Records shown:
%%

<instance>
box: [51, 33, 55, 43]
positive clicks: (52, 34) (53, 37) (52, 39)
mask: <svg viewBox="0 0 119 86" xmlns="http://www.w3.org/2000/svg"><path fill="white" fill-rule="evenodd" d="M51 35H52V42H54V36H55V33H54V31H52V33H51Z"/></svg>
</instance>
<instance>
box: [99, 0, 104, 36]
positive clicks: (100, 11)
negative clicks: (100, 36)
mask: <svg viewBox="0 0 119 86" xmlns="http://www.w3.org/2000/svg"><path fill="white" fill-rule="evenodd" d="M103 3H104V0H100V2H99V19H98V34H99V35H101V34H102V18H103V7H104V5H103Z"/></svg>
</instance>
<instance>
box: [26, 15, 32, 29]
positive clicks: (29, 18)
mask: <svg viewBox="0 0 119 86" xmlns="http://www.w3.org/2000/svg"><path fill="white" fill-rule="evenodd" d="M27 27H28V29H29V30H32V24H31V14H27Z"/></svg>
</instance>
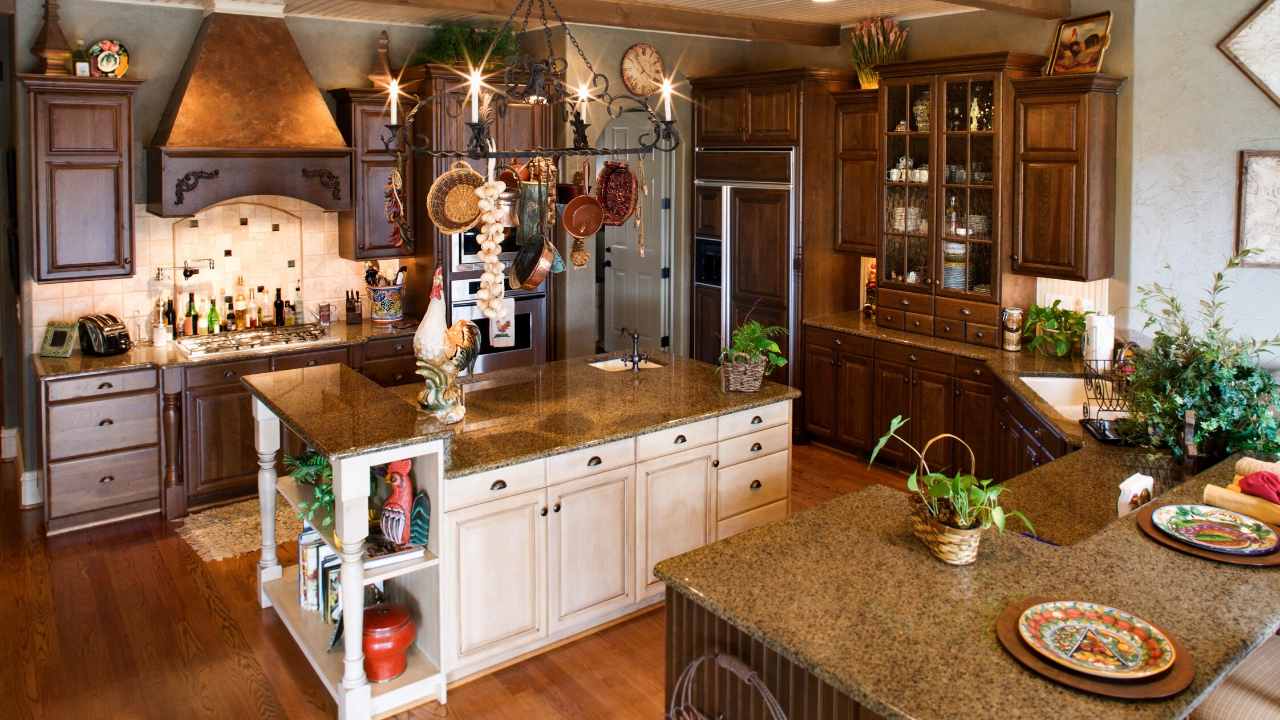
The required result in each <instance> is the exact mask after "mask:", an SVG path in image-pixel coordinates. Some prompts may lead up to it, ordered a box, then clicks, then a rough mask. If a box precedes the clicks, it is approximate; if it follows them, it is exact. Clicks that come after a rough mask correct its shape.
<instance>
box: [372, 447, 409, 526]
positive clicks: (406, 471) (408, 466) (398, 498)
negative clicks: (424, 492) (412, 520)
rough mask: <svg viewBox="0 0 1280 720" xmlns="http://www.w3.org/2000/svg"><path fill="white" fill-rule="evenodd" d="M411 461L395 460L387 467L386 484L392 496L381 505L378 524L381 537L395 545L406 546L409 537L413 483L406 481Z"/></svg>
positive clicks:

%%

What you need to do:
Turn every line of the listing above into a Markdown table with the columns "Row" and "Listing line", numbering the rows in order and skipping blank lines. Leave the pictures out of the table.

Expected answer:
| Row | Listing line |
|---|---|
| 1 | <instance> |
| 2 | box: [51, 33, 55, 43] |
| 3 | positive clicks: (52, 34) (53, 37) (52, 39) |
| 4 | mask: <svg viewBox="0 0 119 86" xmlns="http://www.w3.org/2000/svg"><path fill="white" fill-rule="evenodd" d="M51 35H52V42H54V36H55V33H54V31H52V33H51Z"/></svg> |
| 5 | </instance> |
| 6 | <instance> |
| 7 | box: [99, 0, 104, 36] |
| 8 | positive clicks: (100, 11) |
| 9 | negative clicks: (100, 36) |
| 10 | mask: <svg viewBox="0 0 119 86" xmlns="http://www.w3.org/2000/svg"><path fill="white" fill-rule="evenodd" d="M103 3H104V0H100V2H99V19H98V34H99V35H101V34H102V18H103V7H104V5H103Z"/></svg> |
| 11 | </instance> |
| 12 | <instance> |
| 13 | box: [26, 15, 32, 29] |
| 14 | positive clicks: (29, 18) |
| 15 | mask: <svg viewBox="0 0 119 86" xmlns="http://www.w3.org/2000/svg"><path fill="white" fill-rule="evenodd" d="M27 27H28V29H29V30H32V24H31V14H27Z"/></svg> |
| 16 | </instance> |
| 17 | The required result in each <instance> is the exact mask after "mask:", an SVG path in image-pixel coordinates. Some prompts may lead up to it, ordered a box, then clicks, then a rough mask. If a box precedes the clicks, it is approximate; if it follows them, it is exact. Clicks that come after a rough mask correct its shape. |
| 18 | <instance> |
| 19 | box: [372, 447, 409, 526] |
| 20 | positive clicks: (406, 471) (408, 466) (398, 498) |
| 21 | negative clicks: (424, 492) (412, 520) |
| 22 | rough mask: <svg viewBox="0 0 1280 720" xmlns="http://www.w3.org/2000/svg"><path fill="white" fill-rule="evenodd" d="M411 461L395 460L387 467L386 484L392 496L381 505L378 524L381 537L395 545L406 546L409 537L413 483L406 481Z"/></svg> |
| 23 | positive clicks: |